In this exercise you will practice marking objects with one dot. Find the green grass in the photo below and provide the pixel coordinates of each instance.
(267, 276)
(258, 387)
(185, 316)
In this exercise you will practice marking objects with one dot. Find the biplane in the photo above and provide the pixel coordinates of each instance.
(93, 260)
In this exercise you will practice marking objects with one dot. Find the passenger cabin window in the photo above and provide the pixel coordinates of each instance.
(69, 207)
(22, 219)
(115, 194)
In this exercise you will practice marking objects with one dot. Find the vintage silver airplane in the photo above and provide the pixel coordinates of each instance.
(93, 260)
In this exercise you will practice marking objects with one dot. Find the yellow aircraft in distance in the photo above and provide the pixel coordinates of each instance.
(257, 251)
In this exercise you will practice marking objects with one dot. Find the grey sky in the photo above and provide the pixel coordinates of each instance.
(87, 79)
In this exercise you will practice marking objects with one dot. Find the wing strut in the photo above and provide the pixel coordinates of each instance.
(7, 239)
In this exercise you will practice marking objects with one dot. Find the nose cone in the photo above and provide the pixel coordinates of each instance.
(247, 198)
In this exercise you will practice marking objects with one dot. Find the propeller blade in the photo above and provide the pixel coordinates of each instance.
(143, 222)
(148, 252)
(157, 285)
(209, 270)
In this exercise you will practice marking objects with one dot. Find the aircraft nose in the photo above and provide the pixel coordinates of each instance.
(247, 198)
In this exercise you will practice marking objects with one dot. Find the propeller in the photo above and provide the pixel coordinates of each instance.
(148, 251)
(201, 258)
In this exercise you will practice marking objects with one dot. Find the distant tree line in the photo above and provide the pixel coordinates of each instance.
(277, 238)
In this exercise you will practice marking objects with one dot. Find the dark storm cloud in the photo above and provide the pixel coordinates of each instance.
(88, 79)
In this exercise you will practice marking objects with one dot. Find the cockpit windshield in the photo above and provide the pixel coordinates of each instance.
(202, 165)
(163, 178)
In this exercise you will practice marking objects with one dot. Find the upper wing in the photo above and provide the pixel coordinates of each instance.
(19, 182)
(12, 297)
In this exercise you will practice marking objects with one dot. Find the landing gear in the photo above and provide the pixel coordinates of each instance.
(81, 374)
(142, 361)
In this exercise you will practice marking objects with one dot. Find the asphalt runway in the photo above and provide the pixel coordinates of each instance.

_ _ _ _

▶ _Required work_: Your task is to restate every record exactly.

▶ _Your solution_:
In this exercise you will practice marking objects with one dot. Find the green grass in the photo below and provide the pixel coordinates of each instance.
(267, 276)
(258, 387)
(185, 316)
In this exercise you will practice marking objects with one dot. Find the biplane in the photo above and provide the pixel coordinates of each instance.
(93, 260)
In this exercise you will practice marking objects with one dot. Find the passenger cabin window in the photo above and provide the pixel coordinates of each instance.
(69, 207)
(22, 219)
(115, 194)
In this exercise you will practice marking objects with one dot. Find the vintage silver airplane in the photo above and provide the pixel coordinates of each instance.
(93, 260)
In this exercise you will practice marking objects with one dot. Find the yellow aircraft in distance in the photo above and provide the pixel coordinates of each instance.
(257, 251)
In this exercise you will practice marking objects with one dot. Find the grey sky in the photo above and provide the pixel coordinates of each instance.
(87, 79)
In this exercise you will practice marking objects with one dot. Find the wing strut in the photo above and provide the pixel coordinates of each instance.
(7, 239)
In this exercise you will practice marking objects with one dot. Find the nose cone in the photo above and provide the pixel coordinates of each instance.
(247, 198)
In this exercise you will practice marking objects with one dot. Find the propeller blade in the photo above and provide the pixel coordinates of each instance.
(143, 222)
(148, 252)
(157, 285)
(209, 270)
In this exercise you will practice marking objects with one dot. Find the aircraft nose in the photo above and provide the pixel coordinates of each instance.
(247, 198)
In this exercise you will practice marking objects with one dot. Find the propeller in the photo above and provide the pixel coordinates of each instance.
(148, 251)
(201, 258)
In this exercise you will practice marking objects with one dot. Find the distant tree line in the photo above and provide the pixel coordinates of each instance.
(277, 238)
In this exercise you will practice marking objects with one dot. Find the dark storm cloud in the photo above and provide the pixel coordinates of each instance.
(88, 79)
In this exercise you will practice marking objects with one dot. Find the cockpit windshield in the photo above and provide the pixel coordinates of each instance.
(202, 165)
(163, 178)
In this exercise you will practice marking objects with one dot. Find the upper wing in the photo above and provide the pixel coordinates of each instance.
(19, 182)
(12, 297)
In this exercise you will practice marking objects with one dot. Find the landing gear in the photo above and provide the pixel coordinates of each instance.
(81, 374)
(142, 361)
In this exercise you will practice marking objects with one dot. Find the asphalt runway in the photo above and provide the pixel coordinates of each instance.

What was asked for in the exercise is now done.